:: Work to complete ::
1. In the passage on Pakistan's abandoned railway lines, translate this sentence into Spanish: "Following the Partition of India in 1947, Pakistan gained independence and inherited various railway lines with a route length of 9,012 kilometres (5,600 miles)."
2. Write what comes next in the passage on Pakistan's abandoned railway lines, picking up after its final line.

Following the Partition of India in 1947, Pakistan gained independence and inherited various railway lines with a route length of 9,012 kilometres (5,600 miles). Some of those lines were subsequently abandoned or dismantled, such as:

==Broad gauge==
- Amruka-Fazlika Branch Line 38 kilometers line closed in 1947.
- Bahawalnagar–Fort Abbas Branch Line, 102 kilometers closed in 2002.
- Fort Abbas-Samasata Branch Line, 128 kilometers line removed, due to 2nd world war demands.
- Gharibwal Cement Works Railway (Gharibwal railway station to Haranpur Junction railway station) 10 kilometers line closed.
- Hyderabad-Badin Branch Line, 109 kilometers line, closed in 2020.
- Jammu–Sialkot Railway, 43 kilometers line, closed in 1947.
- Jaranwala-Lyallpur Branch Line, 35 kilometers line, removed in 1940 due to 2nd world war demands.
- Karachi Circular Railway, closed in 1999.
- Kasur-Firozpur Branch Line 39 Kilometers Line closed in 1947.
- Kasur-KhemKaran Branch Line 30 Kilometers Line closed In 1947.
- Khanpur–Chachran Branch Line, 34 kilometers line closed in 1991.
- Khyber Pass Railway, 50 kilometers line, closed in 2006.
- Lahore-Wagah Branch Line, 24 kilometers line, closed in 2019.
- Larkana-Jacobabad Branch Line, 136 kilometers loop line, closed nearly 2000.

:: Dataset records ::
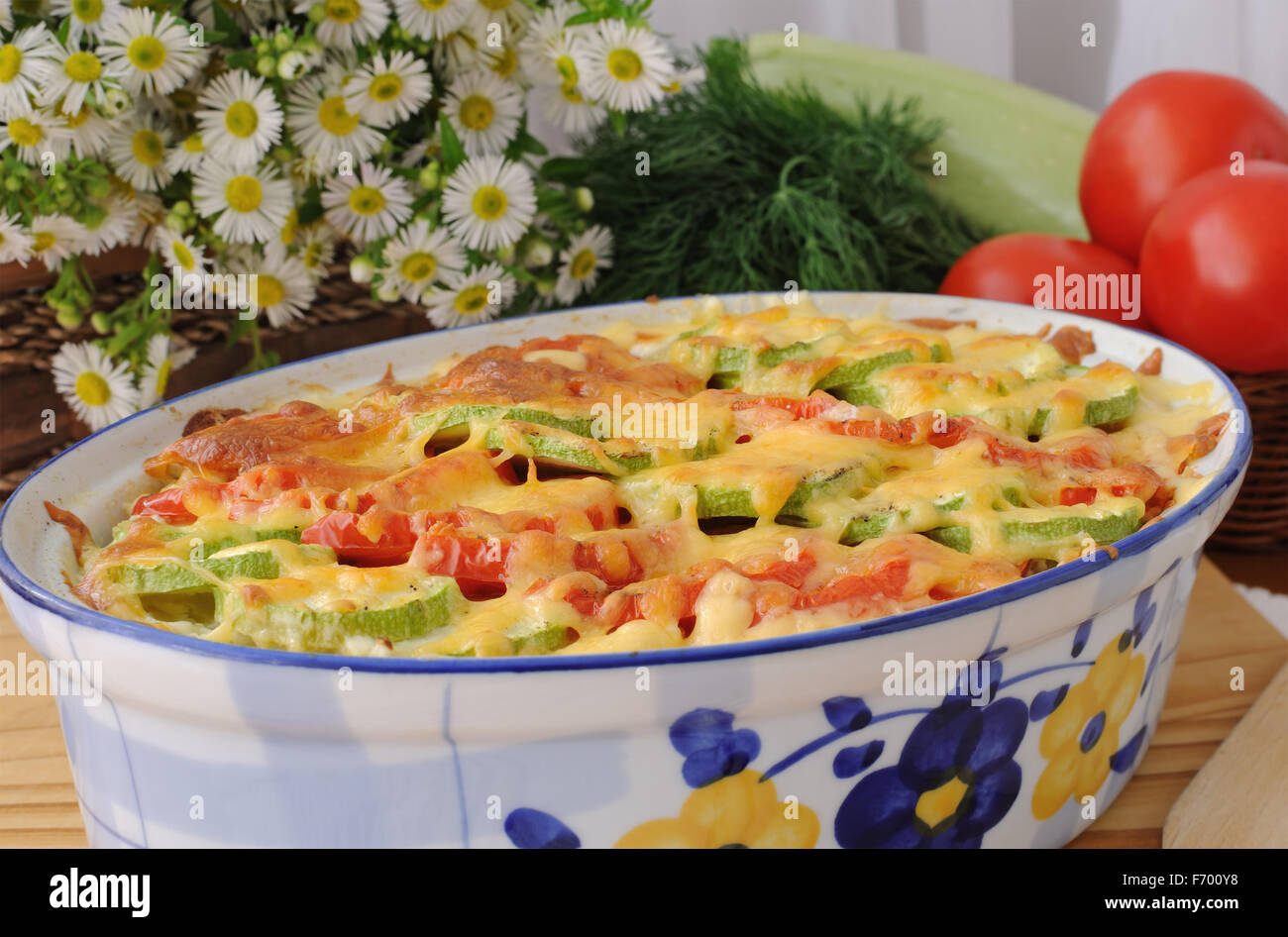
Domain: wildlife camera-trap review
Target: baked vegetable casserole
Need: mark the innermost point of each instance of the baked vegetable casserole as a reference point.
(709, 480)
...
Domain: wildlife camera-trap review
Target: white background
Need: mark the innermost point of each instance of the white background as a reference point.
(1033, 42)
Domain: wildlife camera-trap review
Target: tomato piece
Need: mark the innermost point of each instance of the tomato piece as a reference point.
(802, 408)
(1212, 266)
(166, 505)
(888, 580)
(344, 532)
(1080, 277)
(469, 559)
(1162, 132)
* * *
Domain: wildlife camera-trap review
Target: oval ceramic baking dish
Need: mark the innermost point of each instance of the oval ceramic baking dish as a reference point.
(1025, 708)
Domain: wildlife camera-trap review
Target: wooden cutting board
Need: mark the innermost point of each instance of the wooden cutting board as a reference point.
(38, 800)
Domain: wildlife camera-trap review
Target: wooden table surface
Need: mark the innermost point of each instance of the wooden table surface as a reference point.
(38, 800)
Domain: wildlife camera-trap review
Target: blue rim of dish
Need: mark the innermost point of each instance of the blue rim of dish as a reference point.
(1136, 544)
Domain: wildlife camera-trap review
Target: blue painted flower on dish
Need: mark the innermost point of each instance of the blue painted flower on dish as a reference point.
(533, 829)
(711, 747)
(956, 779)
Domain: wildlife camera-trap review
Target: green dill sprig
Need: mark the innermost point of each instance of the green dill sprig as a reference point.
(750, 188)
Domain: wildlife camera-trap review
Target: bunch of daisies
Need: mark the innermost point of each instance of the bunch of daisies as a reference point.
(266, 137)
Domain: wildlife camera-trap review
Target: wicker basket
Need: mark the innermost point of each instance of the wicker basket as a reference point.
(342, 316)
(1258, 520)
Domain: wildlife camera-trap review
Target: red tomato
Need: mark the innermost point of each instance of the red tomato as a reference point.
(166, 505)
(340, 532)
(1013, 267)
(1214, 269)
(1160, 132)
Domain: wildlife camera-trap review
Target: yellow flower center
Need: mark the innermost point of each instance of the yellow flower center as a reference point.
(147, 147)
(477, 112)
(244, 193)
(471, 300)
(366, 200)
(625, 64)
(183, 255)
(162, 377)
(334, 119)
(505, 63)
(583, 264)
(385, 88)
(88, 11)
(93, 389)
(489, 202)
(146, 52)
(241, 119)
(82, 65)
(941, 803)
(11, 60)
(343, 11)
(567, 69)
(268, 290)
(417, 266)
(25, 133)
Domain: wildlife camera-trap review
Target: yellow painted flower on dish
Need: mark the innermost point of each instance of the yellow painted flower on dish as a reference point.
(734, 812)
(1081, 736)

:: Responses to the exercise ::
1. Tras la Partición de la India en 1947, Pakistán obtuvo la independencia y heredó diversas líneas ferroviarias con una longitud de ruta de 9.012 kilómetros (5.600 millas).

2.
- Malakwal–Bhera Branch Line, 28 kilometers line closed in 2005.
- Malakwal–Khushab Branch Line, 70 kilometers section between Pind Dadan Khan and Khushab is closed.
- Mandi Sadiq Ganj-Hindu Malkot Branch Line 36 kilometers line closed in 1947.
- Mandra–Bhaun Branch Line, 74 kilometers line, closed in 1993.
- Mardan-Charsadda Branch Line, 29 Kilometers line closed in 1985.
- Nawabshah-Sakrand Branch Line, 24 kilometers line, closed in 1988.
- Nowshera–Dargai Branch Line, 64 kilometers line, closed in 2007.
- Pad Idan-Tharushah Branch Line, 29 kilometers line, closed in 1988.
- Samasata–Amruka Branch Line, 257 kilometers line, closed in 2011.
- Shahdara Bagh–Chak Amru Branch Line, 52 kilometers section between Narowal and Chak Amru closed in 2005.
- Sibi-Zardalu Branch Line, 143 kilometers line, re-opened in 2023 and again closed in 2024.
- Tando Adam-Mehrabpur Branch Line, 202 kilometers line, closed in 1988.

==Narrow gauge==
- Bannu–Tank Branch Line, 122 kilometer narrow gauge railway, constructed in 1913, dismantled in 1995.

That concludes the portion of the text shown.